Objective:
Copy all of the material word for word, except for the pictures.

[Stored items]
=====

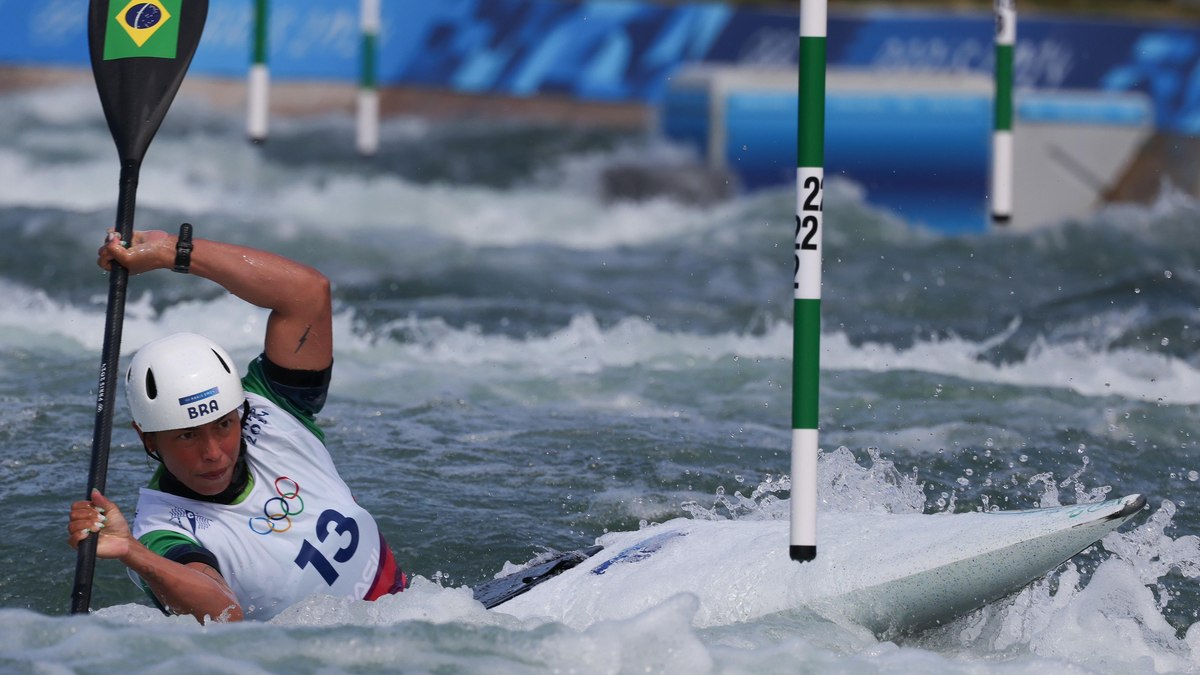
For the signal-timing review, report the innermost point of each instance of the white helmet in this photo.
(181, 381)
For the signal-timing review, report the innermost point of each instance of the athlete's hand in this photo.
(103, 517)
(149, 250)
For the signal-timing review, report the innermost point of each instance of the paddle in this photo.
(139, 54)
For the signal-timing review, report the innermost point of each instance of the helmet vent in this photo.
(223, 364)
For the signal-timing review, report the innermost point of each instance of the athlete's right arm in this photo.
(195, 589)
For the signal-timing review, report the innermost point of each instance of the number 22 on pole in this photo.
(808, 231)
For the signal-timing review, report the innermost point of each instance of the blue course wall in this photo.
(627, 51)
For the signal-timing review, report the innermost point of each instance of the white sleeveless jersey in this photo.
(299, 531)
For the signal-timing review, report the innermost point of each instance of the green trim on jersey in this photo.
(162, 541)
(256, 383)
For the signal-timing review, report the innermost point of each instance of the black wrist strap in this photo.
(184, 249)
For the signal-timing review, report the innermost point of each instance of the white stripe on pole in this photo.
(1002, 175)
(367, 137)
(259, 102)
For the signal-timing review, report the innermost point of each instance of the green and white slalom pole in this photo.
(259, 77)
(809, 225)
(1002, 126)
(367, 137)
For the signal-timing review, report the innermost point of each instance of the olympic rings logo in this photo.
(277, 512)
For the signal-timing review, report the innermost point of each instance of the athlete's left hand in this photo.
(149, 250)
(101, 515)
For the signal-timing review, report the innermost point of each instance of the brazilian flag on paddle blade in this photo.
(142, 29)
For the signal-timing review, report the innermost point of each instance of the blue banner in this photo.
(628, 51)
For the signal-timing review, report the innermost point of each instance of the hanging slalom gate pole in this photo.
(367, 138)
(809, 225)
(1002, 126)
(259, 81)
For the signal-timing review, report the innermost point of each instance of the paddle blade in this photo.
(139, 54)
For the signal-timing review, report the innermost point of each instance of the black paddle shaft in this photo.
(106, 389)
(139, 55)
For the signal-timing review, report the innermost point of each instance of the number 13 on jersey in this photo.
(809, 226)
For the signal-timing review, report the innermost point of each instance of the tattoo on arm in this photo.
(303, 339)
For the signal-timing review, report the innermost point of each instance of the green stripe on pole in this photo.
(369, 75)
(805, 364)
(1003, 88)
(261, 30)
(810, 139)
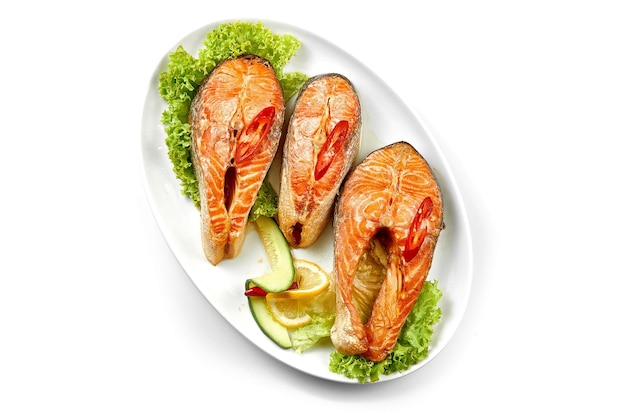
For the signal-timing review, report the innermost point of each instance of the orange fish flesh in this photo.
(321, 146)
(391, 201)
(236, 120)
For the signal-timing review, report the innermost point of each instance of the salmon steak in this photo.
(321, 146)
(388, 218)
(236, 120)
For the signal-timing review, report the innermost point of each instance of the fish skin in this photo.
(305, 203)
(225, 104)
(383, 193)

=====

Exercise answer:
For the signal-timing review, report the innermost point of each instance of the white helmet in this photo.
(181, 381)
For the signal-timing review, report the innermost point of each instance of the athlete's hand in this photo.
(103, 517)
(149, 250)
For the signal-timing review, report the innermost point of each instance of the paddle in this photo.
(139, 54)
For the signal-timing review, report the innermost point of each instance of the helmet vent in this photo.
(223, 364)
For the signal-timing review, report the innermost point of each instance of the athlete's right arm in this photo.
(195, 589)
For the signal-timing review, report the innermost point of each instance of the number 22 on pole in this photo.
(808, 231)
For the signal-timing review, report the innermost point of each instance of the blue course wall in this photo.
(627, 51)
For the signal-timing review, report the innermost point of each instance of the white sleeveless jersey in this photo.
(299, 531)
For the signal-timing review, report the innermost point of each instance of the green trim on jersey in this photo.
(162, 541)
(256, 383)
For the signal-timing review, report the innermost point of each instance of the black wrist strap in this photo.
(184, 249)
For the signal-timing review, report the innermost point of each instance of the white stripe on pole in this photo.
(1002, 175)
(367, 137)
(259, 102)
For the signal-timing review, report the innermost point of each instance of the green and white slalom pole in this photo.
(259, 77)
(809, 225)
(1002, 126)
(367, 137)
For the signal-timing review, report the innermost point of each instance of the olympic rings logo in this photo.
(277, 512)
For the signal-timing review, report the innermost point of each instance of the athlete's left hand in this photo.
(149, 250)
(101, 515)
For the signal-timing review, report the innermost point of each instance of the brazilian flag on paddle blade in this photo.
(142, 29)
For the signal-timing review, report the innermost point of each instance of the blue banner in this photo.
(628, 51)
For the signal-timing review, report the innermost point of each instance of the hanging slalom gate pole in this photo.
(367, 138)
(809, 225)
(1002, 126)
(259, 81)
For the signal-timing review, report the innermost point of each instance of the paddle blade in this photo.
(139, 54)
For the signal-timing review, report the innermost point of each instance of the black paddle shaft in this photo.
(106, 389)
(139, 55)
For the signal-timing review, report the innermost point of each instance of the number 13 on jersey in this photo.
(809, 226)
For the signal-timing review, report the innermost point of each instance of the tattoo on arm in this photo.
(303, 339)
For the signal-timing review, report the innermost point of each instance of the green stripe on pole in this photo.
(369, 75)
(805, 364)
(1003, 88)
(261, 30)
(810, 139)
For the signal-timing review, report the innermost point of each instance of the orange fish flesh in this photo.
(321, 146)
(391, 201)
(236, 120)
For the signal-timing review, report the innermost point of each instance of the salmon steak in this photo.
(321, 146)
(388, 218)
(236, 120)
For the signal-timing review, report the innermost point of each instance of the fish skin in this photo.
(305, 203)
(225, 104)
(383, 193)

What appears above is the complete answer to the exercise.